• Exercise aim
Reproduce all entries word for word.

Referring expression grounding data

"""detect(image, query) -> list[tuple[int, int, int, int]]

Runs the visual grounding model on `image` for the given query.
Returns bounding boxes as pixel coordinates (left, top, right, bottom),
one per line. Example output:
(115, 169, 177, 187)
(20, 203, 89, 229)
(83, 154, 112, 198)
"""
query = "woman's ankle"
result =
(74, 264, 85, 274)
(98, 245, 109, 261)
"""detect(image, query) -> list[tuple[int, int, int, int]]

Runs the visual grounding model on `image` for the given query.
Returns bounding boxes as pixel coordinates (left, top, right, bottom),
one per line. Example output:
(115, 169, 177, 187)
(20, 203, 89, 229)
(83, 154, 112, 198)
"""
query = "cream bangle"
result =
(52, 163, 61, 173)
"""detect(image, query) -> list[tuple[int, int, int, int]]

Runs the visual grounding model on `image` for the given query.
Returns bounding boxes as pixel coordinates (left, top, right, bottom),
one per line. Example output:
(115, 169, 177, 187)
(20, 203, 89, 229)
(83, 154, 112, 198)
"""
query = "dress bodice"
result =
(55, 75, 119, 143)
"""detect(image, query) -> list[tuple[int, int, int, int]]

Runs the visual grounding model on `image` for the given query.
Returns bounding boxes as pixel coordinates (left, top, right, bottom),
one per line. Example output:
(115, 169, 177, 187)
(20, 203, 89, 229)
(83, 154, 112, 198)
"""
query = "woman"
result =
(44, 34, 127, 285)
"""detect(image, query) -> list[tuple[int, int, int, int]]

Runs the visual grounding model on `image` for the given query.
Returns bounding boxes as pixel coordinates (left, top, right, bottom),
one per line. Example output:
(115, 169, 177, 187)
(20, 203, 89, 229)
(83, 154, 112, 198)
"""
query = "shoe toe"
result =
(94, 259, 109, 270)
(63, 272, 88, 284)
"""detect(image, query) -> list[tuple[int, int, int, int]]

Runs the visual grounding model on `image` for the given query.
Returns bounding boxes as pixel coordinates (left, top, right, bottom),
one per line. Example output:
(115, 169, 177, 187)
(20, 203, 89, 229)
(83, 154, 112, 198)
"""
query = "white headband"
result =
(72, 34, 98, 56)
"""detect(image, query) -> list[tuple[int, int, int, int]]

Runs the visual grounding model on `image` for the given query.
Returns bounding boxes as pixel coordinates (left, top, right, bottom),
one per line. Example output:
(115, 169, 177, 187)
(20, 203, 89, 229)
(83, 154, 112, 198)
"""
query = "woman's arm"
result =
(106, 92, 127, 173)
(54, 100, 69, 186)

• Answer box
"""detect(image, query) -> list[tuple[int, int, int, int]]

Runs the visual grounding model on `image` for the given query.
Returns bounding boxes as pixel coordinates (left, top, right, bottom),
one per line. Example output:
(115, 169, 177, 187)
(20, 203, 89, 229)
(83, 154, 112, 198)
"""
query = "woman's ankle"
result =
(74, 264, 85, 274)
(98, 245, 109, 261)
"""detect(image, query) -> list[tuple[int, int, int, int]]

Runs the visual grounding model on `image` for the given query.
Returns bounding boxes as pixel coordinates (left, top, right, bottom),
one per line. Example output:
(115, 169, 177, 187)
(20, 203, 89, 229)
(83, 154, 112, 198)
"""
query = "cream bangle"
result =
(52, 163, 61, 173)
"""detect(image, query) -> list[tuple[int, int, int, int]]

Runs the visual grounding model on `image` for the given query.
Returns bounding boxes as pixel coordinates (left, top, right, bottom),
one per line. Example output:
(115, 169, 177, 187)
(20, 203, 89, 229)
(83, 154, 112, 198)
"""
query = "dress bodice"
result =
(55, 75, 119, 143)
"""detect(image, query) -> list[tuple[int, int, int, int]]

Runs the visual grounding model on `image` for the given query.
Returns bounding boxes as pixel coordinates (left, top, right, bottom),
one per line. Example output:
(115, 169, 177, 187)
(20, 203, 89, 229)
(83, 154, 112, 198)
"""
query = "woman"
result =
(44, 34, 127, 285)
"""detect(image, query) -> list[tuple[int, int, int, int]]

Runs the visual grounding model on `image` for the given query.
Returns bounding boxes as pixel coordinates (left, top, right, bottom),
one per line. Example output:
(115, 169, 177, 187)
(20, 203, 89, 229)
(83, 154, 112, 198)
"""
query = "shoe toe"
result =
(94, 259, 109, 270)
(63, 272, 88, 284)
"""detect(image, query) -> list[tuple[int, int, int, int]]

Runs the visual grounding model on `image` for the given query.
Returns bounding boxes as pixel coordinates (left, top, right, bottom),
one per line. Example output:
(115, 169, 177, 187)
(20, 203, 89, 229)
(83, 154, 112, 198)
"""
query = "white headband"
result =
(72, 34, 98, 56)
"""detect(image, query) -> list[tuple[int, int, int, int]]

Runs the visual grounding model on `image` for the given query.
Returns bounding boxes as pixel coordinates (left, top, right, bottom),
one per line. Example output:
(115, 169, 177, 187)
(20, 203, 89, 229)
(83, 154, 112, 198)
"""
query = "woman's arm"
result =
(106, 92, 127, 173)
(54, 100, 69, 186)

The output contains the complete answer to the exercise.